掲載テキスト:
Airbnbの本格進出によって、日本でも普及し始めて来た“民泊”という宿泊スタイル。現在、大田区は東京都内で唯一、国家戦略特区として民泊が法律的にも認められており、空の玄関口である羽田空港からのアクセスも良く、2020年の東京オリンピックに向けて、民泊ビジネスが非常に盛り上がっているエリアでもある。そんな大田区・大森に今年6月、民泊専用のアートマンション「THE AOCA│Apartment of Contemporary Art ,Tokyo」(以下、AOCA)が誕生した。

今回のプロジェクトには、LAを拠点に活躍するベテラン・グラフィティライターである<OG SLICK>、大阪とLAを拠点にOG SLICKのクルーであるDISSIZIT!の一員としても活躍する<COOK>、さらに東京からはアーティストコレクティブ<81BASTARDS>が参加。それぞれのアーティストが単独、あるいはコラボレーションという形で外壁、エントランス、全居室の壁面に対してペイントし、まさに建物が一つのアート作品として完成している。“アートマンション”という、おそらく世界的にも初めての試みであろうこのAOCAは、投資用の一棟マンションとして販売され、オーナーが国内外からの旅行者へ民泊という形で部屋を貸し出すことになる。

このプロジェクトをプロデュースしたクリエイティブユニット=LQID(リキッド)のメンバーに話を伺った。

——まずはご自身の所属するLQIDについて教えてください。

「最初は『何か新しいクリエイションをしていきたいね』っていう雑談からスタートして。これまでも、何かやりたいねって言いつつ、でも意外とやれないことが多くて。人間関係とか、派閥とか、思考の違いとか、フィールドの違いとか、いわゆる“しがらみ”です。じゃあ、いっそのこと誰がやっているっていうのは表に出さないで、自分たちの格好良いと思うクリエイションをしていこうっていうのがLQIDの始まりです。LQIDはプランニングをメインとする自分以外に、ビデオグラファーとフォトグラファーで構成されています。その一発目のプロジェクトがたまたま今回のAOCAになりました」

問題と課題:
• A. 掲載テキストについて、次の問いに答えよ。
(i) 大田区で民泊が法律的に認められているのは、大田区が何に指定されているからか。
(ii) AOCAが大田区・大森に誕生したのはいつか。
(iii) LQIDはどのようなメンバーで構成されているか。
• B. 掲載テキストによると、LQIDが誰がやっているかを表に出さないことにしたのはなぜか。1〜3文で説明せよ。
• C. 掲載テキストのうち、「このプロジェクトをプロデュー」で始まり「今回のAOCAになりました」」まで続く部分を、そのまま再掲してください。
項目は参照しなくてよい。

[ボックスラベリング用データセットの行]
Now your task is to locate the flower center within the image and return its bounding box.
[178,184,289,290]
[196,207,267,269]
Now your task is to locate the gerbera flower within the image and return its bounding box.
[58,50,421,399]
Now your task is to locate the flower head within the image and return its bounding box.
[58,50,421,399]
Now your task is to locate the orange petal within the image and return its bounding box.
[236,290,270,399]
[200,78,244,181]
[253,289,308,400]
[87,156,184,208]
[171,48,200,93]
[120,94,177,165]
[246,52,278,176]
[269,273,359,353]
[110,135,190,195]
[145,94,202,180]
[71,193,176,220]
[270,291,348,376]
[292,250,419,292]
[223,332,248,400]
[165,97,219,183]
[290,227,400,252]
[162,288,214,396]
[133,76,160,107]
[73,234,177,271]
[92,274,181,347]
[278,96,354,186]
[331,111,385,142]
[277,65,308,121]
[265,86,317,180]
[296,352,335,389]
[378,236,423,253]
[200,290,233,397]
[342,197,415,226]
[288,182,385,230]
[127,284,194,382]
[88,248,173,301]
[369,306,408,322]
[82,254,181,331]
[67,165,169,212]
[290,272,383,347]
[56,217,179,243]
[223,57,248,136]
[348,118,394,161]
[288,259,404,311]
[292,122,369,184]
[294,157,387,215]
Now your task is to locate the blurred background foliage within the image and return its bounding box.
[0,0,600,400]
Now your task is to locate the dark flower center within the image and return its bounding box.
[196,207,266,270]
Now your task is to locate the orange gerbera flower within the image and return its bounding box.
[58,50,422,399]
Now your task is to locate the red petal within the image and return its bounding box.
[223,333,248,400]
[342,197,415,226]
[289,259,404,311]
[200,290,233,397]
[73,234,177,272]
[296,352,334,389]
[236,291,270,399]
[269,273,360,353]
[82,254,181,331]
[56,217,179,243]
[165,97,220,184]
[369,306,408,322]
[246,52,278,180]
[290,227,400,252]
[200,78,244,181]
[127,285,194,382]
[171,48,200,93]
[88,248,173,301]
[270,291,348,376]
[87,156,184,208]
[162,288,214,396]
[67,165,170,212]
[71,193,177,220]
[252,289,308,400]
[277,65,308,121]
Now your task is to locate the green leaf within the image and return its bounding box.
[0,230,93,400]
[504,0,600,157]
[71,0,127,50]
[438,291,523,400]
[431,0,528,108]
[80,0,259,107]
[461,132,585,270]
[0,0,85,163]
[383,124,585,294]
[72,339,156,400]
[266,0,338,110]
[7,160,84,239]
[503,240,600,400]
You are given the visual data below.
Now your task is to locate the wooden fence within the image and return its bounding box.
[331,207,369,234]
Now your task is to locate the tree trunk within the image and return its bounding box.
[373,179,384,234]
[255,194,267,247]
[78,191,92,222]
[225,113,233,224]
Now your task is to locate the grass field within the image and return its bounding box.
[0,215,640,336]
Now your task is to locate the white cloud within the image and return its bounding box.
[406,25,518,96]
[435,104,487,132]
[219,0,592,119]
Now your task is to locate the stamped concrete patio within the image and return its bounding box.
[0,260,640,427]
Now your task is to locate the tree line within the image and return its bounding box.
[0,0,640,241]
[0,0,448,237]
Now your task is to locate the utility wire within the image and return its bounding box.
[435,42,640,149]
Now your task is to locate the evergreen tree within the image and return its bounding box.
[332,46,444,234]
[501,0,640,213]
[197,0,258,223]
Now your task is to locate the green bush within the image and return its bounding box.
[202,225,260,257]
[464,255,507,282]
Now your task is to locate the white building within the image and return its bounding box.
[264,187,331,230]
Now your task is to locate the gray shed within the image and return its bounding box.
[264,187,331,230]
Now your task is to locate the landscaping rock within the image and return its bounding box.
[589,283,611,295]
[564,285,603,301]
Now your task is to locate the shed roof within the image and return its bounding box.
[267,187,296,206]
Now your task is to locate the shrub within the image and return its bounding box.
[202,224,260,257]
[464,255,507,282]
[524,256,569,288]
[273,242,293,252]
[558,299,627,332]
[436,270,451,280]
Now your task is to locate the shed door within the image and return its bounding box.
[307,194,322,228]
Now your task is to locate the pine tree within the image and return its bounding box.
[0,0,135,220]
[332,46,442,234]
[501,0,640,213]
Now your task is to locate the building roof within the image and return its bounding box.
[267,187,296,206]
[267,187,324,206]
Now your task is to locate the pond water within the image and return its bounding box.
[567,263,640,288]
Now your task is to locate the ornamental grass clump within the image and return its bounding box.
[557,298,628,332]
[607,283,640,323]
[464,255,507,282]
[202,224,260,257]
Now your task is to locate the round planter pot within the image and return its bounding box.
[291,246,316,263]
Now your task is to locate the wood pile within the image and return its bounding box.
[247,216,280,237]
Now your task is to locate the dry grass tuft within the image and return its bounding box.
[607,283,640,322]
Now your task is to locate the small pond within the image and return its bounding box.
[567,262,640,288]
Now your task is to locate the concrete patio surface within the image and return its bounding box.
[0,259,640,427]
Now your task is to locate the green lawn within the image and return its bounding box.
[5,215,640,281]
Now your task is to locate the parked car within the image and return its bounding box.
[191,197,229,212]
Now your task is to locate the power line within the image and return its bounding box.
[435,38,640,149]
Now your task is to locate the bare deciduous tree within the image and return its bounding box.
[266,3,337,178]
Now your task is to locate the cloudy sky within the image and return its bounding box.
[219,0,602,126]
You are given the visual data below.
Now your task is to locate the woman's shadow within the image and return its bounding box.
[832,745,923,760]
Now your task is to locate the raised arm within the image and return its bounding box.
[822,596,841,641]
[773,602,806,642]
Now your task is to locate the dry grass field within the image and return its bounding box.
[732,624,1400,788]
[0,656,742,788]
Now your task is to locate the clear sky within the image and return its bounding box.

課題別の解答:
• A.
(i) 国家戦略特区
(ii) 今年6月
(iii) プランニングをメインとするメンバーと、ビデオグラファー、フォトグラファー

• B. これまで何かやりたいと言いつつ、人間関係や派閥、思考やフィールドの違いといった「しがらみ」のために、実際にはやれないことが多かったからである。そこで、誰がやっているかは表に出さずに、自分たちが格好良いと思うクリエイションをしていこうと考えた。

• C.
このプロジェクトをプロデュースしたクリエイティブユニット=LQID(リキッド)のメンバーに話を伺った。

——まずはご自身の所属するLQIDについて教えてください。

「最初は『何か新しいクリエイションをしていきたいね』っていう雑談からスタートして。これまでも、何かやりたいねって言いつつ、でも意外とやれないことが多くて。人間関係とか、派閥とか、思考の違いとか、フィールドの違いとか、いわゆる“しがらみ”です。じゃあ、いっそのこと誰がやっているっていうのは表に出さないで、自分たちの格好良いと思うクリエイションをしていこうっていうのがLQIDの始まりです。LQIDはプランニングをメインとする自分以外に、ビデオグラファーとフォトグラファーで構成されています。その一発目のプロジェクトがたまたま今回のAOCAになりました」